**Task prompt**
Everything from the line holding "Practice. Place a point on every instance of the white foam" to the end of the listing below should be copied exactly, line for line, minus the pictures.

**Excerpted records**
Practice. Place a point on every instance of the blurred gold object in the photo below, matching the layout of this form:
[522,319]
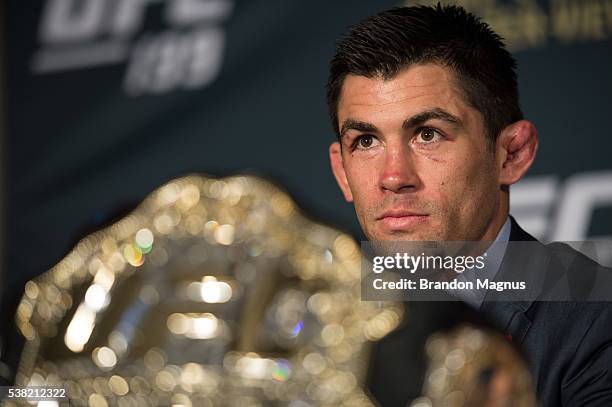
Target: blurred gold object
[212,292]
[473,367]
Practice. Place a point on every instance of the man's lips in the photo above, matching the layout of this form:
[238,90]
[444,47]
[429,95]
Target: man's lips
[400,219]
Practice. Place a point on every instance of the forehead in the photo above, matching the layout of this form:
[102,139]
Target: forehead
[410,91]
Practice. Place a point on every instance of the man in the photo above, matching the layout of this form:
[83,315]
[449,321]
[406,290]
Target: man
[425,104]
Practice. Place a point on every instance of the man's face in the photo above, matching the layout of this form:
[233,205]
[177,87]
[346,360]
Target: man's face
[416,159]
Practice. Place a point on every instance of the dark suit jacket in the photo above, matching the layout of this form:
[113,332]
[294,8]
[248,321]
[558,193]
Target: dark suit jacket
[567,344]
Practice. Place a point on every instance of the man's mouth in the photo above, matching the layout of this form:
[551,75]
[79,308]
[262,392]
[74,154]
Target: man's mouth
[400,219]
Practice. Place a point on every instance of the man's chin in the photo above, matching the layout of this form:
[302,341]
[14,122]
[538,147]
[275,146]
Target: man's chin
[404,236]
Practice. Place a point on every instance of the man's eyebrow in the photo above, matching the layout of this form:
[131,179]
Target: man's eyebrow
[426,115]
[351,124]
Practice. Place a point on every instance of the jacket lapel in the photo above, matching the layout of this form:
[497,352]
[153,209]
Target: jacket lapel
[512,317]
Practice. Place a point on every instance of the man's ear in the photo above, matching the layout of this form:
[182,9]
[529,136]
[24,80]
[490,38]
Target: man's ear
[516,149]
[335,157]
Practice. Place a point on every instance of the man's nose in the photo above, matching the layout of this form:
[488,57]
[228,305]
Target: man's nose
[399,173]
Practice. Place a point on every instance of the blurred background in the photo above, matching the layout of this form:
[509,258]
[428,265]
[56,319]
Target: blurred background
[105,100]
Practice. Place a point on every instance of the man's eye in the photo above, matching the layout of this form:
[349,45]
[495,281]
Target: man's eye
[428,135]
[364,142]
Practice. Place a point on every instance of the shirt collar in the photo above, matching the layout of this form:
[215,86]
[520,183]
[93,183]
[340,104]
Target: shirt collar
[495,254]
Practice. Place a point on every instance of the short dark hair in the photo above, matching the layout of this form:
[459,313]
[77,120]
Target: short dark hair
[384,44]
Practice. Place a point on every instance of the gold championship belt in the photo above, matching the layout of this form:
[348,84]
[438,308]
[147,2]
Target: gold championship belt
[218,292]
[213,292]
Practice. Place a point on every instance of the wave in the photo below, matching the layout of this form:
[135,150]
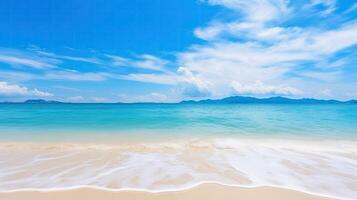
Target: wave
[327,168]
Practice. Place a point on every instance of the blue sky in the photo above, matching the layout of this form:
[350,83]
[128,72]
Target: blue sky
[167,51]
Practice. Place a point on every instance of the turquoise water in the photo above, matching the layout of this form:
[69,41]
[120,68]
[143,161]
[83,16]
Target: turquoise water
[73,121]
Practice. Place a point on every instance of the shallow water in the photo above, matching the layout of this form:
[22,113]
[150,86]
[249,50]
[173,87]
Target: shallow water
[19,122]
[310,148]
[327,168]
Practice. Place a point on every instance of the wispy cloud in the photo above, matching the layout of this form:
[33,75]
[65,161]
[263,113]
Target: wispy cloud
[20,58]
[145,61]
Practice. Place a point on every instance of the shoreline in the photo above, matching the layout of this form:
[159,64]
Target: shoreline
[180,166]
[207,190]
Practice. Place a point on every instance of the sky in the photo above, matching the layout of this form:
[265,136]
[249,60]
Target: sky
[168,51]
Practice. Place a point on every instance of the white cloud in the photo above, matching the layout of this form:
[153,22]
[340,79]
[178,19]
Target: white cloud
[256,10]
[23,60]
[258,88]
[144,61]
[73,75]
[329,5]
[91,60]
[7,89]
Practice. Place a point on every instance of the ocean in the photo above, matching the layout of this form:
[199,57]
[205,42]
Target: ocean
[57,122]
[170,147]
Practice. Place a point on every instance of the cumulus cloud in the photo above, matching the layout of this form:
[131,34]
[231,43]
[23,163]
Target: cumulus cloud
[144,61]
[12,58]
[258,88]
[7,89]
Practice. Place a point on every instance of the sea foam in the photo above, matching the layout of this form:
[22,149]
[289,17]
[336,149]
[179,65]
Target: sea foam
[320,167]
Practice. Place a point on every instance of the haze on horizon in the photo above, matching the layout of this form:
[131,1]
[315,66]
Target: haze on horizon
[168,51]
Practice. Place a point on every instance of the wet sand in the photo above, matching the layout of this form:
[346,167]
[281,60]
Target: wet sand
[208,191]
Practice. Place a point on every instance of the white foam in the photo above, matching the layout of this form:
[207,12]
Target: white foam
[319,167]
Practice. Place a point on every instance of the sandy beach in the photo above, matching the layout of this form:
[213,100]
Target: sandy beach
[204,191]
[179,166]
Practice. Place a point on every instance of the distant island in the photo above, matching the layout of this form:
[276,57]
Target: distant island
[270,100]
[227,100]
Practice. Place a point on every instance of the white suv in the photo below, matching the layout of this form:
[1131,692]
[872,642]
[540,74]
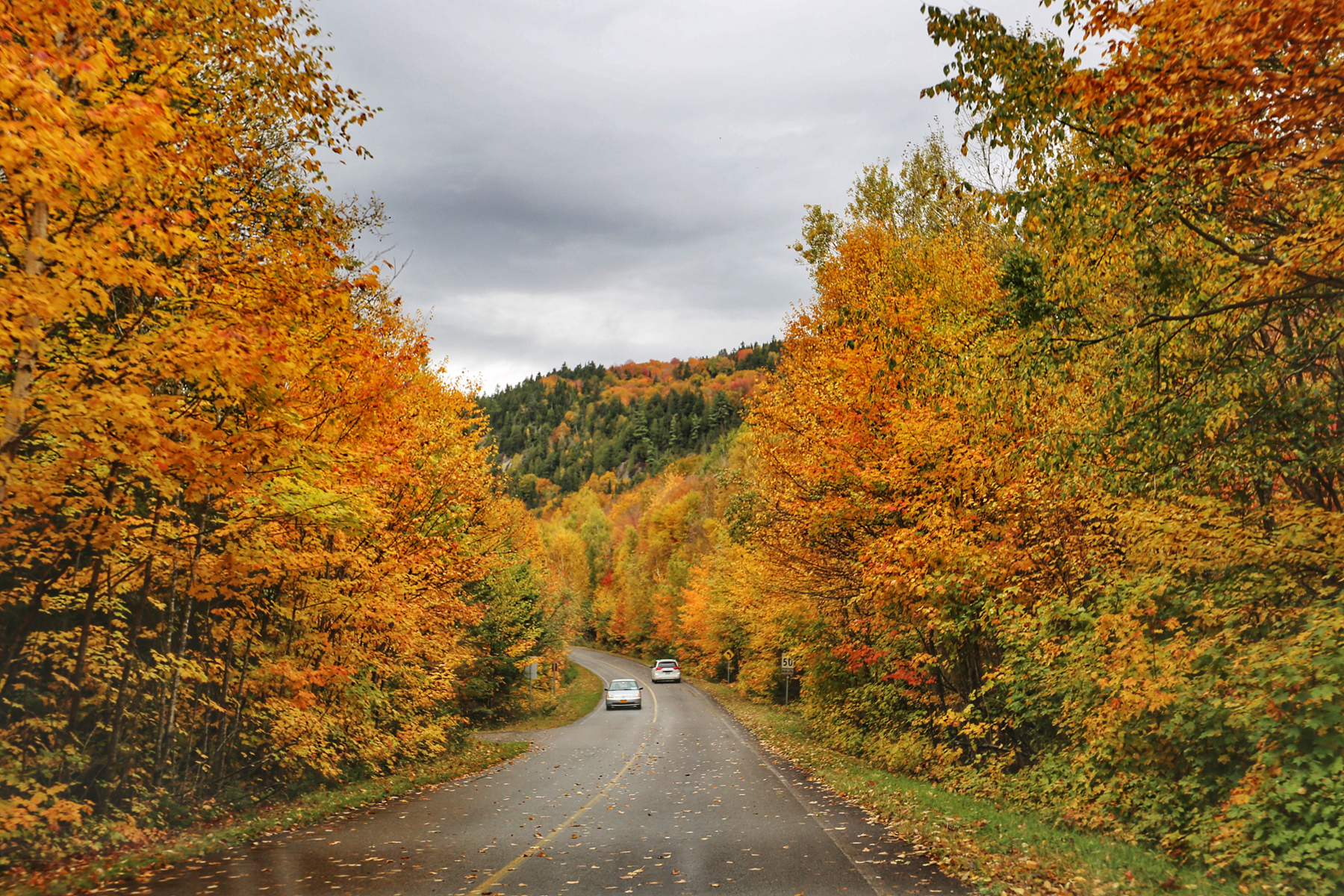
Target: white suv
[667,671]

**Result of the exercise**
Practice. Place a point on every instance of the white foam in the photo above, matching the layout of this form:
[207,12]
Target: white foam
[319,167]
Practice. Place a point on every instance of the sandy beach in the photo above, matching the layout of this form:
[213,100]
Target: sandy beach
[204,191]
[179,166]
Practice. Place a point on every instance of the distant island in the photo above, matching the layout of this form:
[276,57]
Target: distant island
[270,100]
[227,100]
Practice. Place a point on every instance of the white suv in the photo below, matching the layout of this form:
[1131,692]
[872,642]
[540,74]
Target: white suv
[667,671]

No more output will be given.